**AIM OF THE TASK:**
Quote, without any change, the line that contains "Can you find the boy's hair" and all lines that follow it to the end of the data below.

**INFORMATION PROVIDED:**
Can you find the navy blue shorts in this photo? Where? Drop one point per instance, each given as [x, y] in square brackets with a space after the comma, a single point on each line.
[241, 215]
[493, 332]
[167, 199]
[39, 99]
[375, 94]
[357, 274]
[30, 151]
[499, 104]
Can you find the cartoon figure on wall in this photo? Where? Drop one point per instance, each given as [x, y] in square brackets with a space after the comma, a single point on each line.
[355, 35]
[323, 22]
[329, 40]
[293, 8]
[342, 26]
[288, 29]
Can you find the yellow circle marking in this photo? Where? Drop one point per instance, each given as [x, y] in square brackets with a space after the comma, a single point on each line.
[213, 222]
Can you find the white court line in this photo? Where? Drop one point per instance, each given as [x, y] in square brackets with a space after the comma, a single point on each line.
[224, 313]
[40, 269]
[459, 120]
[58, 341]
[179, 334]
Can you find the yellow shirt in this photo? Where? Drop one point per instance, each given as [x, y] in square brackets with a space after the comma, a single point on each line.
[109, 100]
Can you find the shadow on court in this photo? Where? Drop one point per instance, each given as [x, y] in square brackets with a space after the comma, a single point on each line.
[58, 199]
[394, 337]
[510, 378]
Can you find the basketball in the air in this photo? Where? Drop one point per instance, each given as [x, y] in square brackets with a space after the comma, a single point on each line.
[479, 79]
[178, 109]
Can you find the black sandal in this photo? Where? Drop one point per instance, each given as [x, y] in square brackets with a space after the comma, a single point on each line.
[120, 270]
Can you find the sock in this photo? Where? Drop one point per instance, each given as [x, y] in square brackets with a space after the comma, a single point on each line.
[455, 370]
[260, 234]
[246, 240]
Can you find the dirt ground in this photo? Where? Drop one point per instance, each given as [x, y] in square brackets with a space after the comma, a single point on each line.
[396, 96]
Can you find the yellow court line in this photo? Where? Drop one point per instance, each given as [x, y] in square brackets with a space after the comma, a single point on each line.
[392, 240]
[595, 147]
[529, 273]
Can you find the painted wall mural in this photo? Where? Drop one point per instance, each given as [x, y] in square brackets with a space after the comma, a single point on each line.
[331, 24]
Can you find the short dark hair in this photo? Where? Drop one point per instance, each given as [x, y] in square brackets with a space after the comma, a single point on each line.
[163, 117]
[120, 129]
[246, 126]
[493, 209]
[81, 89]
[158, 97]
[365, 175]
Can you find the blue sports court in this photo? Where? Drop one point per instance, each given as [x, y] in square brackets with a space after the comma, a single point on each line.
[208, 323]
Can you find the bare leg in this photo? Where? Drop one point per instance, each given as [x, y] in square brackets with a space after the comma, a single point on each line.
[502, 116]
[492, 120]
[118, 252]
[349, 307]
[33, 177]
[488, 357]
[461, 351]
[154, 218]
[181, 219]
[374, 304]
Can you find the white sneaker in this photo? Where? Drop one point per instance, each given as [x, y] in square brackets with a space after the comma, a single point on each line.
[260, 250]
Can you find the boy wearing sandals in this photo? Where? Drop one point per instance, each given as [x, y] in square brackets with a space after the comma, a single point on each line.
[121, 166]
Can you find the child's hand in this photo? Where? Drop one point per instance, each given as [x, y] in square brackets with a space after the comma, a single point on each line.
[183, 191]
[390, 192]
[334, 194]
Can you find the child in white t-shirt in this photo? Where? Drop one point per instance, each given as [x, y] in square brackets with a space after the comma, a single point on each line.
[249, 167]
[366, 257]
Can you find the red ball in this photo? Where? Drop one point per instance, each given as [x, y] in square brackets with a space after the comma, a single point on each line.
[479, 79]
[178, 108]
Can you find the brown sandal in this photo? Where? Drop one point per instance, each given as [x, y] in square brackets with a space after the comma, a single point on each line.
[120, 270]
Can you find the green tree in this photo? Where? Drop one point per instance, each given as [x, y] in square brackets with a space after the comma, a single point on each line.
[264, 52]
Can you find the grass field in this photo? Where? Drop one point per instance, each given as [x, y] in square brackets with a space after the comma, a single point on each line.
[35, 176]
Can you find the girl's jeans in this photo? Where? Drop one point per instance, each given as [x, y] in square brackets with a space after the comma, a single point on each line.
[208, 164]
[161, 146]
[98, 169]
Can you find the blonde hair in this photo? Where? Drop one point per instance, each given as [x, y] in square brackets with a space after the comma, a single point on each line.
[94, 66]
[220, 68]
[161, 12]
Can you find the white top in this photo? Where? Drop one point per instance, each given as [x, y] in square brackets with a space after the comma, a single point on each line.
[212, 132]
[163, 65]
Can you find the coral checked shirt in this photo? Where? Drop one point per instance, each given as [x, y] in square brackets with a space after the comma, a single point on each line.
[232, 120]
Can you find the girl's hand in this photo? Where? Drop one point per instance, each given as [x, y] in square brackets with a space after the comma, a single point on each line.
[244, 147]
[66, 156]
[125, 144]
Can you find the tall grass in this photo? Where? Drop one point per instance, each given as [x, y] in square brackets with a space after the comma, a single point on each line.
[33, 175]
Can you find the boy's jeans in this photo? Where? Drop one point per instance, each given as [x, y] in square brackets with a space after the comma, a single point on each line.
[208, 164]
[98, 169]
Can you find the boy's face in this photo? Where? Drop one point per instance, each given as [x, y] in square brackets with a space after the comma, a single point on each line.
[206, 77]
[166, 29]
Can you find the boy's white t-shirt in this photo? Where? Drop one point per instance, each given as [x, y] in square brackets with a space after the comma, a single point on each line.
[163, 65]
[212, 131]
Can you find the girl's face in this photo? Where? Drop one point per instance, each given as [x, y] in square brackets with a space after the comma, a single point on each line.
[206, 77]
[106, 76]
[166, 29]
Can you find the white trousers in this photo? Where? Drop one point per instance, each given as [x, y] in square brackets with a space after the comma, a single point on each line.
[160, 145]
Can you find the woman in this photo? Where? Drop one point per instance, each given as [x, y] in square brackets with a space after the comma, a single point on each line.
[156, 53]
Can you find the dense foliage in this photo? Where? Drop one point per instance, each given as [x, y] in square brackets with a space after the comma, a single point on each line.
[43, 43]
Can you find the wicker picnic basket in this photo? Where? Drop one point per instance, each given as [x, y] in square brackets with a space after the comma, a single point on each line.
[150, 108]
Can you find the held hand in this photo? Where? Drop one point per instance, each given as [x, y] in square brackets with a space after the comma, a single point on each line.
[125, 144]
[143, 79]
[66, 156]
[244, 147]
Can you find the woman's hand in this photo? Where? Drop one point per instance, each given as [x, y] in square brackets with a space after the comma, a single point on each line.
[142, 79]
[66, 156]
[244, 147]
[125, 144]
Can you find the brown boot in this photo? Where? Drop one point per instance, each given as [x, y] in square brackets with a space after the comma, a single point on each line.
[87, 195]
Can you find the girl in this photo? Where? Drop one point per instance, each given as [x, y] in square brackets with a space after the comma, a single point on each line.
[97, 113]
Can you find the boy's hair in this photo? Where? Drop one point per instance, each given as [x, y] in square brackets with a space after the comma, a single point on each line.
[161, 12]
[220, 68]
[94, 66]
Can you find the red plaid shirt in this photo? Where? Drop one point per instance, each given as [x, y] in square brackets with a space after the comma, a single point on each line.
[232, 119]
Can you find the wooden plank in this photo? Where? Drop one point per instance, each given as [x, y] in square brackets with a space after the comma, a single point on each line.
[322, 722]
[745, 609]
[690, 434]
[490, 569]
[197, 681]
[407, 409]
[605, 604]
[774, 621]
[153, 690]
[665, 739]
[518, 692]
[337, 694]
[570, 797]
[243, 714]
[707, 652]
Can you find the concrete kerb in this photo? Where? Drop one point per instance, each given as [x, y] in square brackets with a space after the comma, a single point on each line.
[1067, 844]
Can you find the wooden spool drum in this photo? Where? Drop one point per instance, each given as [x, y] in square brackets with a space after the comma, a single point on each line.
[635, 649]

**REPLY:**
Can you find the boy's hair in this photo? Where? Drop one point per instance, each given as [x, y] in square brackets with a space after the comma, a single point on each line.
[161, 12]
[220, 68]
[94, 66]
Can you find the red plaid shirt in this photo? Where? Drop one point per instance, each given as [x, y] in square brackets with a space after the comma, a single point on each line.
[232, 119]
Can you find the wooden plank in this photo? Where? Drop one point per instance, each given as [x, y] in square brackets with a space after the comma, a single point on each line.
[322, 722]
[745, 609]
[690, 434]
[490, 569]
[197, 681]
[407, 409]
[605, 604]
[774, 621]
[153, 690]
[665, 739]
[518, 692]
[337, 694]
[570, 797]
[243, 714]
[707, 652]
Can you find the concrete kerb in this photo? Where? Drop one point per instance, each given as [x, y] in square brackets with a space after the comma, a single point on each line.
[1067, 844]
Can you find the wooden spool drum in this photo? Where? Drop one point per instance, each given as [x, y] in square brackets with a space after the comma, a single point on each line.
[635, 649]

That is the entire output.